FRAGMENT ŹRÓDŁOWY:
==================================================
17 października 2008

Letko - Many Things


W obliczu jesieni, która musiała w końcu nadejść (i szkoda, że w tak brutalnie chłodny sposób), na bok poszły wszystkie płyty z klubowym bitem, zacięciem tanecznym czy lekkim i wesołym podbiciem. Nie tyle dlatego, że stały się nudne, a po prostu nie odpowiadają klimatowi i, jakby w naturalny sposób, kłócą się z atmosferą jesiennego czasu. Na szczęście nie oznacza to cichych i pozbawionych muzyki dni. Z pomocą przychodzą inne płyty. Również polskie. Jedną z nich jest krązek 'Many Things' autorstwa kieleckiego projektu Letko.
==================================================
CEL ĆWICZENIA: Proszę przytoczyć dosłownie z recenzji płyty „Many Things” wszystko od słów „17 października 2008” w dół aż do słów „kieleckiego projektu Letko.”.

DOSTARCZONE WPISY:
==================================================
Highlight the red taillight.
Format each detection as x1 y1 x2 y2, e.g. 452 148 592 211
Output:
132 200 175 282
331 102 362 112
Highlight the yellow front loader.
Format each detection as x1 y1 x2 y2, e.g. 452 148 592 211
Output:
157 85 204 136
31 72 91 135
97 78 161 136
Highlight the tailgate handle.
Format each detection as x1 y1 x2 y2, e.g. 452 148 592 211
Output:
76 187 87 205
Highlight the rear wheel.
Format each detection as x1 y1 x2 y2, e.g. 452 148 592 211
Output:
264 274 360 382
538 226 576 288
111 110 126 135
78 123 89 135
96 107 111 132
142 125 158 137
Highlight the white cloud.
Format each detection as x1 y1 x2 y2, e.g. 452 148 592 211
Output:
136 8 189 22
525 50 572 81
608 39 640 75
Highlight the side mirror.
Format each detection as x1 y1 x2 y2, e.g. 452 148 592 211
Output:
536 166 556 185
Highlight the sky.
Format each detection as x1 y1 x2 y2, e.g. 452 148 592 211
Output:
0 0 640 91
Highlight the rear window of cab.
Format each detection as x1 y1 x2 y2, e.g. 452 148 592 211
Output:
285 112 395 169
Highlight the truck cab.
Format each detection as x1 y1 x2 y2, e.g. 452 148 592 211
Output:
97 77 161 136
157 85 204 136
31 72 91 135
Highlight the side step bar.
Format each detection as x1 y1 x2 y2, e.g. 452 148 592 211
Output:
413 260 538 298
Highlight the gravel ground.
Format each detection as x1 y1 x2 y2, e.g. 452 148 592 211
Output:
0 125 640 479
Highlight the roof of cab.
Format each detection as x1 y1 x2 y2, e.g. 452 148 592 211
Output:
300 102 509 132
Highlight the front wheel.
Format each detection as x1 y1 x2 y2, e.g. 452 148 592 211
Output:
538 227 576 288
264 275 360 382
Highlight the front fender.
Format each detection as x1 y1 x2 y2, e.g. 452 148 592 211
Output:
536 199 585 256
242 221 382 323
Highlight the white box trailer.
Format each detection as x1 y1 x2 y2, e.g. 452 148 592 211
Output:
==================================================
POPRAWNA ODPOWIEDŹ:
17 października 2008

Letko - Many Things


W obliczu jesieni, która musiała w końcu nadejść (i szkoda, że w tak brutalnie chłodny sposób), na bok poszły wszystkie płyty z klubowym bitem, zacięciem tanecznym czy lekkim i wesołym podbiciem. Nie tyle dlatego, że stały się nudne, a po prostu nie odpowiadają klimatowi i, jakby w naturalny sposób, kłócą się z atmosferą jesiennego czasu. Na szczęście nie oznacza to cichych i pozbawionych muzyki dni. Z pomocą przychodzą inne płyty. Również polskie. Jedną z nich jest krązek 'Many Things' autorstwa kieleckiego projektu Letko.